In der Schweiz, die sie ja manchmal, Herr Broder, als großes Beispiel darstellen, hat man Freizügigkeit durch Volksabstimmung beendet. So ein Europa möchte ich nicht. Und zwar hat man grade in den Regionen fremdenfeindlich abgestimmt, wo es keine Ausländer gibt… Und diese Suppe möchten wir nicht mehr.
Dann lobte Brok die Wahlen zum Europäischen Parlament als „viel demokratischer“ als die Wahlen in den USA und als „das britische System“, nannte die Wahl von Jean-Claude Juncker zum Präsidenten der Kommission eine „demokratische Revolution“ und sparte nicht mit Selbstlob ob seiner Verdienste um die europäische Integration.
Am Ende seiner Ausführungen kam Brok noch einmal auf die Schweiz zu sprechen.

·····

▶ _Auszuführende Aufgaben_
1: Wie bezeichnete Brok laut dem Text über Brok die Wahl von Jean-Claude Juncker zum Präsidenten der Kommission?
2: Erkläre mit Hilfe des Textes über Brok, warum im Satz „So ein Europa möchte ich nicht.“ ein solches Europa abgelehnt wird.
3: Fahre mit dem Text über Brok nach seinem letzten Satz fort.
Das Material spielt hierbei keine Rolle.

·····

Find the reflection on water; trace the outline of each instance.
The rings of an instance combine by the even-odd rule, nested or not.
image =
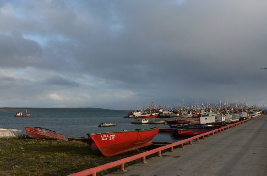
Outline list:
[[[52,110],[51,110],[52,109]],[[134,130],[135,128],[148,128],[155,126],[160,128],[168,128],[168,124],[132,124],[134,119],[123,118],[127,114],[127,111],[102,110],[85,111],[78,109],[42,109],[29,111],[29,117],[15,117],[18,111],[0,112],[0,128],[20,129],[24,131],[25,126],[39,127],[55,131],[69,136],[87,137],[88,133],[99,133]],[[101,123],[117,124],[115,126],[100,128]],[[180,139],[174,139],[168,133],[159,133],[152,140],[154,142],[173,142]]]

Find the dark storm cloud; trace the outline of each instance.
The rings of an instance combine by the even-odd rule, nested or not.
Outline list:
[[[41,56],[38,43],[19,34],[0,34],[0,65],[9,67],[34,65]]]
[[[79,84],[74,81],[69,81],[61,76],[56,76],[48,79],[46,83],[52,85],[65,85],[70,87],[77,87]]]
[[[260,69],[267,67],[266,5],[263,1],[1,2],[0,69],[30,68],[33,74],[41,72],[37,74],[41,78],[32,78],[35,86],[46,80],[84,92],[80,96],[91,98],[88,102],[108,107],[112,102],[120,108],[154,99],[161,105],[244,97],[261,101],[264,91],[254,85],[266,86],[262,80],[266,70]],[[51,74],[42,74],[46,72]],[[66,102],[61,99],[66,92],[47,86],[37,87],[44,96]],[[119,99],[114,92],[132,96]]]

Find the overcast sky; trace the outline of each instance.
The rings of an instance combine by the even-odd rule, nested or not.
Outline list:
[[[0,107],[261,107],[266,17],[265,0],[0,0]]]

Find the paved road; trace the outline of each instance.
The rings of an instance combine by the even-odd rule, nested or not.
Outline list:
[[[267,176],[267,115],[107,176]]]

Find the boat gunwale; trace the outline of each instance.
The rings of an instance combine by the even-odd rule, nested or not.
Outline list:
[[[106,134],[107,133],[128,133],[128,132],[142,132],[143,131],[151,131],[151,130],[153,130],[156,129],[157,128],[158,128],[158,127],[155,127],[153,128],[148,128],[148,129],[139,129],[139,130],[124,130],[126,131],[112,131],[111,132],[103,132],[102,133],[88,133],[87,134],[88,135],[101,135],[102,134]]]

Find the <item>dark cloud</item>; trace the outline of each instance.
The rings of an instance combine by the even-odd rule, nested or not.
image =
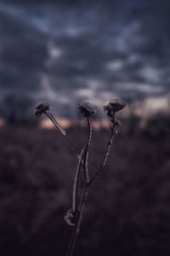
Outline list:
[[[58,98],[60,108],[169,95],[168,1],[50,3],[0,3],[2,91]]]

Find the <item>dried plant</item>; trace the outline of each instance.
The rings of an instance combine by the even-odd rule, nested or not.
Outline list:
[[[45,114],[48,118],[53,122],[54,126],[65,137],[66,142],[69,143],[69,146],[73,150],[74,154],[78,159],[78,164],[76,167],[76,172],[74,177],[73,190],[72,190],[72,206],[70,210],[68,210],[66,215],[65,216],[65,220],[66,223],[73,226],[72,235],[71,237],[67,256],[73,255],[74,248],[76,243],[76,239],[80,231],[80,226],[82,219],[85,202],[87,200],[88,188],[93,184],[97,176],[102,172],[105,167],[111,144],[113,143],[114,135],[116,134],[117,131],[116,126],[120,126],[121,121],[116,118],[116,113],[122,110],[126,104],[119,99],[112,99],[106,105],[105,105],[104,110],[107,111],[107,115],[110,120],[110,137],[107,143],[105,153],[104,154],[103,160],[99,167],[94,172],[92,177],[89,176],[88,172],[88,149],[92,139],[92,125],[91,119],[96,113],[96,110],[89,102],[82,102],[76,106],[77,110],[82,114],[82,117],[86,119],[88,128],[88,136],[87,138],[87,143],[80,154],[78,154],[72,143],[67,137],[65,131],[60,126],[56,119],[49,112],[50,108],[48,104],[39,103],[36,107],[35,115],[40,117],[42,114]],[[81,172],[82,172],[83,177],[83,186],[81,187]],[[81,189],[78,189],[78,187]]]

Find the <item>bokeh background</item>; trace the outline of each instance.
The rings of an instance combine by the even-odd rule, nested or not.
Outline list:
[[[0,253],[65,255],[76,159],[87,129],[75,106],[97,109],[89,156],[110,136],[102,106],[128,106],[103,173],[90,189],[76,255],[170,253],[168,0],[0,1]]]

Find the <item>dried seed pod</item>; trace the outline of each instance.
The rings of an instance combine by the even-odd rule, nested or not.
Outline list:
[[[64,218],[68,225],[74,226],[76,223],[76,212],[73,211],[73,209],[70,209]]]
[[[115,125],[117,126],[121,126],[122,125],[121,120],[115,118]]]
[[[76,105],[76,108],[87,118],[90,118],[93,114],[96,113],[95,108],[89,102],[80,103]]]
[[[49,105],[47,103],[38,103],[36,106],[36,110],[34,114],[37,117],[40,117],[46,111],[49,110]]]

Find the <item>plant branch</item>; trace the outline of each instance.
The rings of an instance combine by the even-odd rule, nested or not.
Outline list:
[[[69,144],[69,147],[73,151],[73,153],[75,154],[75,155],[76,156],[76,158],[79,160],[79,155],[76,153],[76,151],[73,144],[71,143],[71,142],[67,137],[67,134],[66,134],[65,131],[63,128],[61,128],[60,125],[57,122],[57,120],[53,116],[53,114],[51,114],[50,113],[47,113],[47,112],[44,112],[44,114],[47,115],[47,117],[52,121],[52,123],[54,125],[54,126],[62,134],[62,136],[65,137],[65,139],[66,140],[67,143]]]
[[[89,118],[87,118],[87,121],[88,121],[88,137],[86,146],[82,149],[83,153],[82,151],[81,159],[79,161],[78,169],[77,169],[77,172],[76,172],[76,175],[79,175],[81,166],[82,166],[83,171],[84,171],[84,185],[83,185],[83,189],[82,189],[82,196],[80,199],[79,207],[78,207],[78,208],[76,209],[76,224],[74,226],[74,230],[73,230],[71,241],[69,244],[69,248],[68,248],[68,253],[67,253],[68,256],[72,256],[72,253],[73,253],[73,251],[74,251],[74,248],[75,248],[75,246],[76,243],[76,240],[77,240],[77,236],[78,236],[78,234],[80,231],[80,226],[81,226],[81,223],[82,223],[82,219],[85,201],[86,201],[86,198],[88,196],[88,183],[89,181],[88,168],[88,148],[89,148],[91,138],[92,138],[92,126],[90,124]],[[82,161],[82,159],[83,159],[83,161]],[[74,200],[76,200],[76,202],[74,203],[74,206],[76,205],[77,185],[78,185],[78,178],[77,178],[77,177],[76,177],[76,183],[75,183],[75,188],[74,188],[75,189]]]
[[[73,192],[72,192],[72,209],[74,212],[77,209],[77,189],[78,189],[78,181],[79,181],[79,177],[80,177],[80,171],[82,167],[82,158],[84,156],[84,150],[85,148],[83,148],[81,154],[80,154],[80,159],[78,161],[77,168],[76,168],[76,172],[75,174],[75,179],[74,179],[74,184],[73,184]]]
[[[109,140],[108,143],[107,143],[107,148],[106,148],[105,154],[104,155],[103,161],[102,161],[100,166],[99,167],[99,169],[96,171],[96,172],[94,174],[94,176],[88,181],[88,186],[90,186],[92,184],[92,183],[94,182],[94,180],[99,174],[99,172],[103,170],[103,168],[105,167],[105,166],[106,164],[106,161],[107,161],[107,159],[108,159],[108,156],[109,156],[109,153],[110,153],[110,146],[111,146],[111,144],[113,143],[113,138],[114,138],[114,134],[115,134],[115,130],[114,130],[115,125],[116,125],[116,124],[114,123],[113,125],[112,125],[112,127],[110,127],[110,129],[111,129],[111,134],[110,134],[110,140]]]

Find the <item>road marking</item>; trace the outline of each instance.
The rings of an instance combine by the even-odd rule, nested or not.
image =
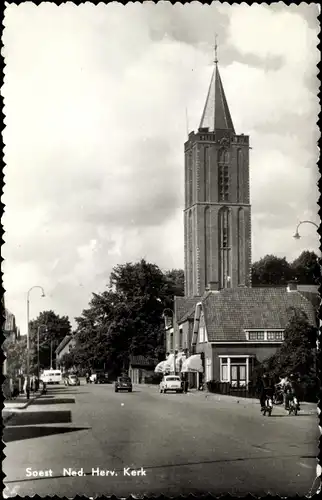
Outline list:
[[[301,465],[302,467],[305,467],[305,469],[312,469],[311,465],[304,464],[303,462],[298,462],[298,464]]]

·····

▶ _Ergebnisse der Übung_
1: Als eine „demokratische Revolution“.

2: In der Schweiz hat man die Freizügigkeit durch eine Volksabstimmung beendet. Dabei wurde gerade in den Regionen fremdenfeindlich abgestimmt, in denen es keine Ausländer gibt.

3:
Die Schweiz kann Schweiz sein, weil es Europa gibt. Die Schweiz hat ihre Unabhängigkeit auch nicht mehr. Heute war der Vertreter des Schweizer Bundesrates bei mir im Büro. Die versuchen jetzt, ihr fremdenfeind-liches Referendum europakompatibel zu machen. Ich hab gesagt, das geht nicht. Wenn ihr fremdenfeindlich seid, könnt ihr auch nicht den Binnenmarkt haben… Und wir sind jetzt in der Lage…, Überlegungen in Gang zu setzen, die auch fast von der Hälfte der Schweizer Bevölkerung geteilt werden, von denen wir gebeten werden, bleibt da hart, dass diese Fremdenfeindlichkeit wieder verschwindet.
An dieser Stelle machte ich etwas, das man eigentlich nicht tut – ich intervenierte:
Broder: Der Schweiz Fremdenfeindlichkeit zu unterstellen, ist eine absolute Scham- und Maßlosigkeit… Die Schweiz hat einen höheren Ausländeranteil als die Bundesrepublik und die meisten europäischen Länder. Das ist nicht Polemik, das ist Demagogie. Sie erzählen nur Märchen.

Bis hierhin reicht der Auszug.